TEXT EXTRACT:
******************************

In Stalin’s mind, it seems, even the movements of the clouds in the sky hinted at conspiracies against him. The attempts afterward to decipher Stalin’s response to Churchill’s warning—if, that is, Vyshinsky dared to give it to him—and to similar warnings would be endless. The most convincing reading is that he saw all of the intelligence as signs of a plot to draw him into war with Germany.63
There was such a plot. It was Hitler’s. He had never made a secret of his desire to colonize the Slavic lands to Germany’s east. Along with his war against the Jews, this was basic to his dark dream.64
5
THE LADY WHO SPIED ON SPIES
Summer–Autumn 1941. Cairo–Ukraine–Bletchley Park–Derna.
“THE GERMANS BELIEVE it will all be over in eight weeks,” Galeazzo Ciano scribbled in his diary. There were more and more clues that it would start soon, he wrote.
The German envoy in Rome, Otto von Bismarck—grandson of his namesake, the first chancellor of united Germany—woke Ciano at 3 a.m. the next morning with a letter from Hitler to Mussolini, telling him that Germany was invading the Soviet Union. It was June 22, 1941. Operation Barbarossa had begun.
Bismarck told him that “German military circles” expected to take five million prisoners, Ciano wrote. Then Ciano corrected himself: “five million slaves” were the words that Otto had used.1
ONE NIGHT IN Cairo, Hermione Ranfurly would go to a dinner party that she did not want to attend, where everyone had been invited “for their name” and everyone had “a title or a million,” where dinner had not been served by 10 p.m. because no one could eat until King Farouk did, and Farouk—thought Ranfurly—would not be hungry because he ate six pounds of chocolate a day. She found herself with the king, who began “a clumsy sort of flirting.” She asked him why he never brought his beautiful queen to parties. “It would be fun,” she said.
“Yes, for other people,” he said, and let loose with a bellowing laugh.

******************************

DATA SUPPLIED:

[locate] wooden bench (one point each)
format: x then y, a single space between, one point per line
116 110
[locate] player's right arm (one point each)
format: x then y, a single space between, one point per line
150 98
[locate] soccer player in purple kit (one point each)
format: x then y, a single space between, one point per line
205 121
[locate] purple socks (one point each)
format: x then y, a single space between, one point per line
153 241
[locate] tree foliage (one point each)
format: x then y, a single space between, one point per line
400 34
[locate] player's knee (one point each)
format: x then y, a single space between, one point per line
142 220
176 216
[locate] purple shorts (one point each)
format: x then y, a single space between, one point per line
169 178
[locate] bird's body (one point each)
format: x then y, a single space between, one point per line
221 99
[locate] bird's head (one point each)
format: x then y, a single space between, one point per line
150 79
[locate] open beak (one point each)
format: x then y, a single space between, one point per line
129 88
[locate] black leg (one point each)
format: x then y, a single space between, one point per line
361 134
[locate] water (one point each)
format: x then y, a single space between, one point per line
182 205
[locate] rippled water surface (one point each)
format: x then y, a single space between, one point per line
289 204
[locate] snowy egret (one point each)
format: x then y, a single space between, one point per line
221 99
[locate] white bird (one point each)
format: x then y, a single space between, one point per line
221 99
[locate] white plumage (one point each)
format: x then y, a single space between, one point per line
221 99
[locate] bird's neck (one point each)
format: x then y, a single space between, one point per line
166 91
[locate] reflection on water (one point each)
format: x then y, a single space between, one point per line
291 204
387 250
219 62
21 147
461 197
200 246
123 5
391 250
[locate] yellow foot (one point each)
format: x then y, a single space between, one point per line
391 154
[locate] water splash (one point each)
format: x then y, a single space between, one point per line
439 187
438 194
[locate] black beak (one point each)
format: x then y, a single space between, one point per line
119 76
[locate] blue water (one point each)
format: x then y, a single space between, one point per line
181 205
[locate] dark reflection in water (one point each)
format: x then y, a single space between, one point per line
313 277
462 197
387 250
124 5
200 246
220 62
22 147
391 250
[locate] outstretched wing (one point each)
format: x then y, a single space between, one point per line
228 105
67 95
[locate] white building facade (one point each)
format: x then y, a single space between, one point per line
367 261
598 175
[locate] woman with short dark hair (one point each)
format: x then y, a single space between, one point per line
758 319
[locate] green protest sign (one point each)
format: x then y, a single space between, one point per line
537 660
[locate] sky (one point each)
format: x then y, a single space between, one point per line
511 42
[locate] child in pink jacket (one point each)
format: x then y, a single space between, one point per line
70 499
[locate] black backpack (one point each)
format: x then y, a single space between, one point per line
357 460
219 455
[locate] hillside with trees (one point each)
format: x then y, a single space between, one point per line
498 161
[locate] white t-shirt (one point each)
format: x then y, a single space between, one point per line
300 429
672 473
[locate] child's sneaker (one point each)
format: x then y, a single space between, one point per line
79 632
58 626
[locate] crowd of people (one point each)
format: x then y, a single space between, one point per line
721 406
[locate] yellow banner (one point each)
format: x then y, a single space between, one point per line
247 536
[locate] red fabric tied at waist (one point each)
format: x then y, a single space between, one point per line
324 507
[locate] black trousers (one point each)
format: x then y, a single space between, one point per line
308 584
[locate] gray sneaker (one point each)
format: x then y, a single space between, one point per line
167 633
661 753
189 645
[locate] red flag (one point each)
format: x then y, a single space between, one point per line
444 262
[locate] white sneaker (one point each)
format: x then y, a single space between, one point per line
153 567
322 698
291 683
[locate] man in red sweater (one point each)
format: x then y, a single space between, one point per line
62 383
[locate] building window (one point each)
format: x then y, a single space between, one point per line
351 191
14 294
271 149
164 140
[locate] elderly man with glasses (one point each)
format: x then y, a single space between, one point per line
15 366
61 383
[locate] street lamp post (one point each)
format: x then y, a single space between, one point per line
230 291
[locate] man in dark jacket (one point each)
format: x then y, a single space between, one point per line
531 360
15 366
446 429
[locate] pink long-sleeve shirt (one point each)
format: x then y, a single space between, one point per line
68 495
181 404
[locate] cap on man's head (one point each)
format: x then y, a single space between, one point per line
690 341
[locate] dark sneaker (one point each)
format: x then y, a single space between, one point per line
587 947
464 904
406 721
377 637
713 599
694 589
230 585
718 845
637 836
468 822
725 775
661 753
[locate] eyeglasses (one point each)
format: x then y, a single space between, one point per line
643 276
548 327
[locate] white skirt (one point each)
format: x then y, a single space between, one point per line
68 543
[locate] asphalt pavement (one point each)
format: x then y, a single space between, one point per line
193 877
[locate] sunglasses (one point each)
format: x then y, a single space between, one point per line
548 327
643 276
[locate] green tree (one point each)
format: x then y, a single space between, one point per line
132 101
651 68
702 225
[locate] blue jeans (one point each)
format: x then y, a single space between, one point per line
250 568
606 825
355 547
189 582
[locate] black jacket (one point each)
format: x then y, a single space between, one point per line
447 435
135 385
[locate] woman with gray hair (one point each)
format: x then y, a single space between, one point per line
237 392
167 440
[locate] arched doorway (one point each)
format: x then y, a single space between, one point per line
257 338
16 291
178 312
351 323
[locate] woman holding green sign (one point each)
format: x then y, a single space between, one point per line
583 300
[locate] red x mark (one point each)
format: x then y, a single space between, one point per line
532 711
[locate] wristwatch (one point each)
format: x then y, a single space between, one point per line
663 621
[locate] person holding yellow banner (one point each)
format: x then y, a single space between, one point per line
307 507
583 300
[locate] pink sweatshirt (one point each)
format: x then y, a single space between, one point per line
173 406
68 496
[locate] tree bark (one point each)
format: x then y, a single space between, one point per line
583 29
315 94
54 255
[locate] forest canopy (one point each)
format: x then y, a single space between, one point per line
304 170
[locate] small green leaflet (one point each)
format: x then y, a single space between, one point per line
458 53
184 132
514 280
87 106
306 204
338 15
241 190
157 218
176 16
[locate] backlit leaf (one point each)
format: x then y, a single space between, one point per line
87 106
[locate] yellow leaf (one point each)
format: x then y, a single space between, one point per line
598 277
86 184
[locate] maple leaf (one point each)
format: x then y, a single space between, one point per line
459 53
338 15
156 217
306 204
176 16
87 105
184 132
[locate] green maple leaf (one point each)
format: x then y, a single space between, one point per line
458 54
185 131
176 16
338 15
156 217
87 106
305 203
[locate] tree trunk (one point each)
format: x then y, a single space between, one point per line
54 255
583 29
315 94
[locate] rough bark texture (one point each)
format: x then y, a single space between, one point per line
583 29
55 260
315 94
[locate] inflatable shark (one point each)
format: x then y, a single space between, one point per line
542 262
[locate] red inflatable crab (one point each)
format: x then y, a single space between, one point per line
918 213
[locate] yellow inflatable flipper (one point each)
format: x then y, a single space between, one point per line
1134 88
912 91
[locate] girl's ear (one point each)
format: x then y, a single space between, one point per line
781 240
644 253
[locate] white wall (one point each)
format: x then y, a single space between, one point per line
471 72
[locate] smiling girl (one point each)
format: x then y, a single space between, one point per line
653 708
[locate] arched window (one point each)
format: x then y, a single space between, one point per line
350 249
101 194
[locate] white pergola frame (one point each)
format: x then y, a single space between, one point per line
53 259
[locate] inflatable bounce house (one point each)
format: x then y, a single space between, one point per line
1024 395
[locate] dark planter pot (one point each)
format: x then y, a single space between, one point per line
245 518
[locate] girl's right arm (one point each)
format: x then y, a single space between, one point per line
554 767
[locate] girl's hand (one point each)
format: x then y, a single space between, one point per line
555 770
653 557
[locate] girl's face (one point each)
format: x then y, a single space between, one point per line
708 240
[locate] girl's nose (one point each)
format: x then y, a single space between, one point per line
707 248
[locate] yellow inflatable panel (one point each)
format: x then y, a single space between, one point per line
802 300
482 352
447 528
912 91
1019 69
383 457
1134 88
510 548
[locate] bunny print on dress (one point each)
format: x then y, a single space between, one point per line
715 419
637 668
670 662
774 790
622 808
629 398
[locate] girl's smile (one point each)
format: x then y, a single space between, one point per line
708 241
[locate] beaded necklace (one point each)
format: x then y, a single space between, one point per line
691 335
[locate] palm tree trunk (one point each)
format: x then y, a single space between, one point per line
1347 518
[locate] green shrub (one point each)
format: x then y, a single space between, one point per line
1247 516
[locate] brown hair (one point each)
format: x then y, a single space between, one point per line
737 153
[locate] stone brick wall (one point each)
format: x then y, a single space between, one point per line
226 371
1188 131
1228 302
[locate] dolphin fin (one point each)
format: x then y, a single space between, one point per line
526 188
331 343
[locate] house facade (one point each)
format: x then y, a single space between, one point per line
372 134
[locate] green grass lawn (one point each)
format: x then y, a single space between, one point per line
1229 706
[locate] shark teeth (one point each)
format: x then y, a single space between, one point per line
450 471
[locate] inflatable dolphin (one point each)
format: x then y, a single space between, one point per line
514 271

******************************

GOAL: Write what comes next in the World War II history text, picking up right after its final sentence. The lines above are separate material and are not part of the World War II history text.

TASK RESULT:
He called the countess “Ramsbottom” and ignored her deliberate rudeness in response. She managed to get away from him. Not everyone did. Farouk was the best-known philanderer in his kingdom.2
In the spring and summer of 1941, though, Farouk was seeking a much more serious liaison. His go-between was his father-in-law, Youssef Zulficar, who was also his envoy to Iran. Zulficar belonged to the old Turkish aristocracy of Egypt. A photo from the time of his daughter’s wedding to Farouk shows a pale-haired, thin-lipped, unsmiling man with a sharp chin and hooded eyes. In April, as Rommel overran Cyrenaica and appeared poised for a drive into Egypt, Zulficar asked for an urgent meeting with Erwin Ettel, the German ambassador in Tehran. Farouk, Zulficar said, had ordered him to ask for the meeting. The king had told him to express his “strong admiration for the Führer.” Farouk expected the arrival of German troops “as liberators from the unbearably brutal English yoke,” Zulficar said.
Ettel, an SS brigadier general, noted approvingly in a cable to Berlin that Zulficar was “strikingly Nordic in appearance.”3
From Berlin came a reply in Hitler’s name. Germany, it promised, wanted to create “a new order of things” that included the “independence of Egypt and the entire Arab world.” Lest Farouk worry about Italy, Hitler assured him, this was also the Duce’s view.4
So far, these were sweet nothings. At the end of June, Farouk took the relationship much further. Zulficar met again with Ettel, bearing information from the king: The British general staff was preparing to invade Iran. Preparations would take about two months, the conquest itself three weeks. By sharing this, Farouk’s father-in-law stressed, the king meant to demonstrate his “candor and faith toward Germany.”5 Hitler did nothing with this information. His armies were busy along the eighteen-hundred-mile Soviet front.
Two months later, the invasion of Iran began. In three weeks, British and Soviet troops were in Tehran, the shah had abdicated and been replaced with his twenty-two-year-old son, and the new allies held a route by which American Lend-Lease aid could be shipped from Persian Gulf ports to the Red Army.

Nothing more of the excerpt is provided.